=== Esercizio 1 ===
Nel testo sul Trojan di Stato, quale diritto ha rivendicato il mondo civile negli altri paesi europei?
=== Esercizio 2 ===
Estrai dal testo sul Trojan di Stato il passo che comincia con "Va da sé che" e termina con "limitazione dei diritti.", copiandolo senza alcuna modifica.

=== Testo estratto ===
..............................

Anche in altri paesi europei l’idea di “legittimare la
diffusione di un Trojan di Stato” ha preso piede nel momento di panico
istituzionale determinato dagli avvenimenti terroristici; tuttavia, la reazione
del mondo civile è stata immediata, rivendicando il diritto alla tutela della
persona e della propria vita, pretendendo severi limiti e l’indicazione nel
dettaglio delle gravissime e urgenti circostanze che avrebbero potuto motivare
una simile autorizzazione da parte del giudice.
In altre parole, il problema si pone non solo per la grave
e profonda invasività dello strumento nella vita quotidiana, con i noti rischi
di diffusione di ogni informazione carpita dai nostri inappuntabili mass media,
ma ancor di più per la preoccupazione di quanto possa essere arretrata la
soglia, il momento iniziale da cui questa intrusione si possa legittimare.
Va da sé che invocando la “prevenzione” dei reati, l’argine
costituito dalla gravità dei fatti di terrorismo – già di per sé discutibile in
taluni aspetti- verrebbe totalmente abbattuto e l’iniziativa dilagherebbe
in ogni ambito di indagine, con buona pace di qualsivoglia bilanciamento tra
costi e benefici in tema di limitazione dei diritti.
L’utilizzo di uno strumento così violentemente intrusivo
nella sfera personale, adottato in un’ ottica che non tarderebbe a
divenire “general preventiva”, by- passerebbe con facilità tutti i sacrosanti
limiti posti in tema di inviolabilità della libertà personale, del domicilio e
della segretezza della corrispondenza e di ogni altra forma di comunicazione
enucleati dalla Costituzione: non si tratta infatti – come nel caso delle
intercettazioni telefoniche – di singole comunicazioni anche limitate nel
tempo, ma si consentirebbe l’acquisizione di tutte, indistintamente, le
comunicazioni originate dagli strumenti informatici a disposizione di ciascuno.

..............................

=== Dati da esaminare ===
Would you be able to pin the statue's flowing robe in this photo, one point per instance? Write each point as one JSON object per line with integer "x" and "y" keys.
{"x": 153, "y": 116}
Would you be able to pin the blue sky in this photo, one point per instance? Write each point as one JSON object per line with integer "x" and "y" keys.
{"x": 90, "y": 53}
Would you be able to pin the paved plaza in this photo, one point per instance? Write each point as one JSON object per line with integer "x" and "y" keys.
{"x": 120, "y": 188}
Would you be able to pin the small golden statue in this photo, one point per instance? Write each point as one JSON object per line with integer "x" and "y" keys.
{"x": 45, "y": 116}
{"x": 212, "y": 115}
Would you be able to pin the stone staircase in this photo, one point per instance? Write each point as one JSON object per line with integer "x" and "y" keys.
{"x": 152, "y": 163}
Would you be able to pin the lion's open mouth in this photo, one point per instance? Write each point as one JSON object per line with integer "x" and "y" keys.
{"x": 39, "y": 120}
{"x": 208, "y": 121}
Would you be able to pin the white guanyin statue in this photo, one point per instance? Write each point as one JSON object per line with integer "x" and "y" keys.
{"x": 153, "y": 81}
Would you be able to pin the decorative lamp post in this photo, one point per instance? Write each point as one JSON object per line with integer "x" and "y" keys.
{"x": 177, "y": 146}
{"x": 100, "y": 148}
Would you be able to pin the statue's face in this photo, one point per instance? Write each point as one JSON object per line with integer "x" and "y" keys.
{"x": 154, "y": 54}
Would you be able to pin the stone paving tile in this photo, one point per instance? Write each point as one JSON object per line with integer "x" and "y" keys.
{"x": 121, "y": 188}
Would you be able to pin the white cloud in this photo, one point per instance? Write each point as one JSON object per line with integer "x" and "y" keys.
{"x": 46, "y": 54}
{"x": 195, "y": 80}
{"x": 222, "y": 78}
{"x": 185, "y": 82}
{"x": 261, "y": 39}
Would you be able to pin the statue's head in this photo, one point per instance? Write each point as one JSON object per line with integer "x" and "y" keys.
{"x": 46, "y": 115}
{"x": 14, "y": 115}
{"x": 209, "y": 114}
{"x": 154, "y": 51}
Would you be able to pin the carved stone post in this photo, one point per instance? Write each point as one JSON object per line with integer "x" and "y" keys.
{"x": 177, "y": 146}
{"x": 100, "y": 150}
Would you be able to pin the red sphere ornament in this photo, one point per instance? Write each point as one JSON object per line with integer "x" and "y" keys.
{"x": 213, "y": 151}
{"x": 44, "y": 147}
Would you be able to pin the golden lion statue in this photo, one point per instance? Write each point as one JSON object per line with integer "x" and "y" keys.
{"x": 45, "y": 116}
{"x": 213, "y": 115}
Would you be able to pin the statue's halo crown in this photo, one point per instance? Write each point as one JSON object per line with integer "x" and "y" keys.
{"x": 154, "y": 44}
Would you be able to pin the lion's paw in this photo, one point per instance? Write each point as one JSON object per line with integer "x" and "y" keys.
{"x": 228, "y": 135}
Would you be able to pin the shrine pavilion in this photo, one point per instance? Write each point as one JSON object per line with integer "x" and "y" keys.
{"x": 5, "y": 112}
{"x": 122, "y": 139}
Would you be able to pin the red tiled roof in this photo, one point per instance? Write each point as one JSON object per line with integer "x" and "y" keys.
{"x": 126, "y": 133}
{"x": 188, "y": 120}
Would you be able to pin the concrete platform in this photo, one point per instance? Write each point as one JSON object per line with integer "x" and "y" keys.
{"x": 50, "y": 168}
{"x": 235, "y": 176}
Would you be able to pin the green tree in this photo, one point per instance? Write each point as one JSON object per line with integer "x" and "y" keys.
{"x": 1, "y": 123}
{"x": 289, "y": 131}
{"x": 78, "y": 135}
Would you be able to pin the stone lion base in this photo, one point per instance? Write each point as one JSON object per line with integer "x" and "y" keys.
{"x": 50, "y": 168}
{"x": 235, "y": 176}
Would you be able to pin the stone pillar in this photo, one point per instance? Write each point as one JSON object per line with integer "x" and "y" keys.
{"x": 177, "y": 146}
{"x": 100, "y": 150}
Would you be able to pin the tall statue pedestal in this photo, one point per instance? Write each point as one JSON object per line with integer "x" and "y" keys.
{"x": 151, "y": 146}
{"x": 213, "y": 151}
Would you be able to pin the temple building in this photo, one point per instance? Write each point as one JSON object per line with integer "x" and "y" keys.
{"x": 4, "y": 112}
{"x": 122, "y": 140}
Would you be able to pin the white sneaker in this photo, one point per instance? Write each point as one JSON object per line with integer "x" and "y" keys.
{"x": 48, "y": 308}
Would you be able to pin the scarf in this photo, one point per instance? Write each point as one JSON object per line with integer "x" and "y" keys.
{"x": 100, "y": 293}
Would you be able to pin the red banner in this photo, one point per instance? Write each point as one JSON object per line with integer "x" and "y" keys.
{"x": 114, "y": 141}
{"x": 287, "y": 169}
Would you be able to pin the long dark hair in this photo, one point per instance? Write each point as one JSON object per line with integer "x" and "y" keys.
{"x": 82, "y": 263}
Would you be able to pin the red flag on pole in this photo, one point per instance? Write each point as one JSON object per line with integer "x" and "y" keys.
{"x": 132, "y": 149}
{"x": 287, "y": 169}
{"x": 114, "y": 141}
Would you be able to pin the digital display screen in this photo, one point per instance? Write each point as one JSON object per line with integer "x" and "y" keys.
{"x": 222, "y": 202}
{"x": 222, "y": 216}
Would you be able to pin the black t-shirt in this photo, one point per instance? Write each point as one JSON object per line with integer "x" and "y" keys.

..............................

=== Soluzione 1 ===
Il diritto alla tutela della persona e della propria vita.

=== Soluzione 2 ===
Va da sé che invocando la “prevenzione” dei reati, l’argine
costituito dalla gravità dei fatti di terrorismo – già di per sé discutibile in
taluni aspetti- verrebbe totalmente abbattuto e l’iniziativa dilagherebbe
in ogni ambito di indagine, con buona pace di qualsivoglia bilanciamento tra
costi e benefici in tema di limitazione dei diritti.